— Start ENTRIES SUPPLIED —

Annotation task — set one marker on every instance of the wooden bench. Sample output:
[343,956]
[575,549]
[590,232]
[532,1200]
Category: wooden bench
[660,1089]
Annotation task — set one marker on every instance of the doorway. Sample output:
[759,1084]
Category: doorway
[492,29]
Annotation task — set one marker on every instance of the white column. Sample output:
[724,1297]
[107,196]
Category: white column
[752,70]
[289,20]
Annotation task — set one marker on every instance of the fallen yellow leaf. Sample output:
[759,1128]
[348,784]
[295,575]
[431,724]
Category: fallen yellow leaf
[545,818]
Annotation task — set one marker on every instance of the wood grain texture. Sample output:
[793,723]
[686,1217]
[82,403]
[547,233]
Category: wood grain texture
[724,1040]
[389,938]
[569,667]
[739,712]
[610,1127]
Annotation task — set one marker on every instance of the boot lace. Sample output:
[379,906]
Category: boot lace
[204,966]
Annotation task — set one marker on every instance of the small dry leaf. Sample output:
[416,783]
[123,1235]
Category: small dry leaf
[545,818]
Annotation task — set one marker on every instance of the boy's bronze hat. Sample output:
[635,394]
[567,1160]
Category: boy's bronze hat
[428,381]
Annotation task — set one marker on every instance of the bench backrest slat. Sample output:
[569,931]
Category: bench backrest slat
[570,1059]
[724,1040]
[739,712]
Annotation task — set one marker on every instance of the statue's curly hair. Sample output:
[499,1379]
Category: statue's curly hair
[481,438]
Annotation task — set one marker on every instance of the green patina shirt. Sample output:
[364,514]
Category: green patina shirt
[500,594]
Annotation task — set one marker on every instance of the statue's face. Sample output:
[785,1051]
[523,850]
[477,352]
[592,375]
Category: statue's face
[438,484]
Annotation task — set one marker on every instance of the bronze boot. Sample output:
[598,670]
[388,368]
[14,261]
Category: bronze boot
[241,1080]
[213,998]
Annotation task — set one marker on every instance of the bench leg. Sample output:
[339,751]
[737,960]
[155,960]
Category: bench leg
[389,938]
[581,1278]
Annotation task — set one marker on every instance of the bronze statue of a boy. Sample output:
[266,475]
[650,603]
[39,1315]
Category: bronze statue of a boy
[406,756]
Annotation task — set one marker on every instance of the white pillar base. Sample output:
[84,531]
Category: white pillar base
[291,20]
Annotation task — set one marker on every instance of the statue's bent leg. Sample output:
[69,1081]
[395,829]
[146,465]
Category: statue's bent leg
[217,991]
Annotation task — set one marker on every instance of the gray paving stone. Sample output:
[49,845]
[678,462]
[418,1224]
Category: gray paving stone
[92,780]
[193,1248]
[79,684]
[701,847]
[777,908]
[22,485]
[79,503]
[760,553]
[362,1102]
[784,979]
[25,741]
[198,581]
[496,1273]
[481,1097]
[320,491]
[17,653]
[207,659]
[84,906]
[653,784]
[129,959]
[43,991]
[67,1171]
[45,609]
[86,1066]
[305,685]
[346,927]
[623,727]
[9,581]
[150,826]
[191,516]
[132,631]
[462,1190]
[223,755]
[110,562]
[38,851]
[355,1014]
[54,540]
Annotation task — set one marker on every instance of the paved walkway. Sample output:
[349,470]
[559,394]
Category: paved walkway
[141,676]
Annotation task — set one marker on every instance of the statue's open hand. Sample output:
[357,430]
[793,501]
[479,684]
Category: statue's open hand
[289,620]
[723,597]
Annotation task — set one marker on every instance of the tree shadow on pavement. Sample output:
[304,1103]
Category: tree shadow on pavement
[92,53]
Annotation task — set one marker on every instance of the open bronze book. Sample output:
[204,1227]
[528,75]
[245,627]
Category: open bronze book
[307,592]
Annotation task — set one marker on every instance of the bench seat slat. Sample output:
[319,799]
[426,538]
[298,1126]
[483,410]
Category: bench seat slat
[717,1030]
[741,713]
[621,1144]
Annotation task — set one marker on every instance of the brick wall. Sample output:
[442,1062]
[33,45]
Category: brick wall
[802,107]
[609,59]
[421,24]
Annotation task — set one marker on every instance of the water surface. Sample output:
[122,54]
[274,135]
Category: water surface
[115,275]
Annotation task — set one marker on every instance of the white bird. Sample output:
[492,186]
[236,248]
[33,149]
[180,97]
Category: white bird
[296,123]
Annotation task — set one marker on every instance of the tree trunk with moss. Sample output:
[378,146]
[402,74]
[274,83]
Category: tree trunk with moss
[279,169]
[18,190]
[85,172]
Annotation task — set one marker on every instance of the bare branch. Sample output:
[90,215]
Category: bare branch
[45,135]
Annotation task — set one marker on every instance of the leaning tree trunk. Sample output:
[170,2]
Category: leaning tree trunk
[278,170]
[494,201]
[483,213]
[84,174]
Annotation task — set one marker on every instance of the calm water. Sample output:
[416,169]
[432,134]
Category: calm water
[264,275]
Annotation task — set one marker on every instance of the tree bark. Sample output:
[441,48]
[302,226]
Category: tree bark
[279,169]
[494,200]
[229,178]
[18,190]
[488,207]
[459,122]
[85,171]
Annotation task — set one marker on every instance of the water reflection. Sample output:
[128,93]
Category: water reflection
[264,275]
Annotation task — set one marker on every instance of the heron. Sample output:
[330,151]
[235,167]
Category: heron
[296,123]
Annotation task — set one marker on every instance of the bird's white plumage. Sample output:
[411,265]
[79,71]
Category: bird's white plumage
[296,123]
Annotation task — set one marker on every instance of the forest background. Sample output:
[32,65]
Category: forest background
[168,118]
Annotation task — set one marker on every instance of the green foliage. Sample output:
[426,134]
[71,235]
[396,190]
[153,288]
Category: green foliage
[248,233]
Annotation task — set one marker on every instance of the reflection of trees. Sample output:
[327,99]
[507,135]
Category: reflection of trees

— End ENTRIES SUPPLIED —

**WHAT YOU ARE ASKED TO DO**
Revise every item above so that "Sample output" becomes "Example output", with nothing else changed.

**EXERCISE SOLUTION**
Annotation task — set one marker on every instance of the wooden bench. Example output:
[343,956]
[575,549]
[590,232]
[532,1200]
Category: wooden bench
[660,1089]
Annotation task — set one marker on every instance of the doorway. Example output:
[759,1084]
Category: doorway
[492,29]
Annotation task — set one marker on every instance of the white column. Example output:
[724,1297]
[107,196]
Category: white column
[752,70]
[289,20]
Annotation task — set one marker on every instance of the fallen yellow leaf. Example output:
[759,1128]
[348,784]
[295,575]
[431,724]
Category: fallen yellow leaf
[545,818]
Annotation task — set one marker on every instance of the wood grain texture. Example output:
[793,723]
[686,1217]
[82,403]
[547,233]
Category: wood grain texture
[724,1040]
[389,938]
[569,667]
[739,712]
[610,1127]
Annotation task — set one marker on every instance of the boot lace. Example output:
[379,906]
Category: boot lace
[204,966]
Annotation task — set one marker on every instance of the small dry leaf. Example output:
[416,783]
[123,1235]
Category: small dry leaf
[545,818]
Annotation task — set one marker on every instance of the boy's bronze hat. Example output:
[635,394]
[567,1160]
Category: boy's bronze hat
[428,381]
Annotation task — set one marker on every instance of the bench backrest slat. Example output:
[569,931]
Category: bench backrest slat
[570,1059]
[724,1040]
[739,712]
Annotation task — set one marker on every instance of the statue's curly hair. Example output:
[499,1379]
Category: statue's curly hair
[481,438]
Annotation task — set one marker on every instance of the green patina shirt. Example output:
[364,514]
Category: green patina shirt
[500,594]
Annotation task — set one marker on every instance of the statue's face. Example output:
[785,1051]
[523,850]
[477,352]
[592,375]
Category: statue's face
[438,484]
Annotation task — set one marker on every instance of the bronze boot. Example output:
[598,670]
[388,368]
[14,261]
Category: bronze boot
[241,1080]
[213,998]
Annotation task — set one marker on every instance of the bench leg. Example output:
[339,751]
[737,960]
[155,960]
Category: bench leg
[389,938]
[581,1278]
Annotation task — set one marker on every instance of the bronze statue of a boy. Example output:
[266,475]
[650,603]
[39,1315]
Category: bronze statue of a boy
[406,756]
Annotation task — set one marker on every instance of the white pillar base. Example output:
[84,531]
Category: white pillar base
[291,20]
Annotation task — set one marker on every instance of the statue's bent leg. Example output:
[69,1081]
[395,829]
[146,465]
Category: statue's bent leg
[217,991]
Annotation task — set one marker on every instance of the gray paving stone. Example output:
[49,845]
[678,462]
[418,1224]
Category: gray paving stone
[92,780]
[193,1248]
[79,684]
[701,847]
[777,908]
[22,485]
[79,503]
[760,553]
[362,1102]
[784,979]
[25,741]
[198,581]
[496,1273]
[481,1097]
[320,491]
[17,653]
[207,659]
[84,906]
[653,784]
[129,959]
[43,991]
[67,1171]
[45,609]
[86,1066]
[305,685]
[346,927]
[623,727]
[9,581]
[150,826]
[191,516]
[132,631]
[462,1190]
[223,755]
[110,562]
[38,851]
[355,1014]
[54,540]
Annotation task — set one marker on every instance of the paved walkway. Example output:
[349,470]
[559,394]
Category: paved walkway
[141,676]
Annotation task — set one marker on every instance of the statue's open hand. Example output:
[357,430]
[793,501]
[479,684]
Category: statue's open hand
[289,620]
[723,597]
Annotation task — set one marker on every instance of the tree shadow on pavement. Example output:
[304,1103]
Category: tree shadow on pavement
[92,53]
Annotation task — set one marker on every instance of the open bronze book. Example output:
[204,1227]
[528,75]
[245,627]
Category: open bronze book
[307,592]
Annotation task — set one marker on every instance of the bench seat slat. Example output:
[319,799]
[426,538]
[298,1126]
[483,410]
Category: bench seat slat
[717,1030]
[741,713]
[621,1144]
Annotation task — set one marker on every instance of the brick wall. Example output:
[442,1062]
[33,45]
Category: brick wall
[802,107]
[609,59]
[421,24]
Annotation task — set one marker on every instance of the water surface. Example output:
[122,54]
[274,135]
Category: water surface
[115,275]
Annotation task — set one marker on every instance of the white bird. Example output:
[492,186]
[236,248]
[33,149]
[180,97]
Category: white bird
[296,123]
Annotation task — set one marker on every instance of the tree trunk with moss. Example output:
[378,146]
[402,74]
[274,83]
Category: tree trunk with moss
[279,169]
[18,190]
[85,172]
Annotation task — set one marker on every instance of the bare branch. Example output:
[90,215]
Category: bare branch
[45,135]
Annotation task — set one marker on every instance of the leaning tree trunk. Example output:
[170,2]
Category: leaning tree trunk
[278,170]
[494,201]
[483,213]
[84,174]
Annotation task — set one marker on every instance of the calm water. Example output:
[416,169]
[432,134]
Category: calm water
[264,275]
Annotation task — set one marker on every instance of the tree bark. Example output:
[441,48]
[302,226]
Category: tree bark
[279,169]
[494,200]
[229,178]
[18,190]
[488,207]
[459,122]
[85,171]
Annotation task — set one marker on every instance of the water reflection. Example output:
[128,93]
Category: water reflection
[264,275]
Annotation task — set one marker on every instance of the heron. Example output:
[330,151]
[235,167]
Category: heron
[296,123]
Annotation task — set one marker on every instance of the bird's white plumage. Example output:
[411,265]
[79,71]
Category: bird's white plumage
[296,123]
Annotation task — set one marker on every instance of the forest background. Example output:
[32,65]
Category: forest background
[168,118]
Annotation task — set one marker on every instance of the green foliage. Example output:
[426,134]
[71,235]
[396,190]
[153,288]
Category: green foliage
[248,233]
Annotation task — set one marker on every instance of the reflection of trees. Example output:
[327,99]
[507,135]
Category: reflection of trees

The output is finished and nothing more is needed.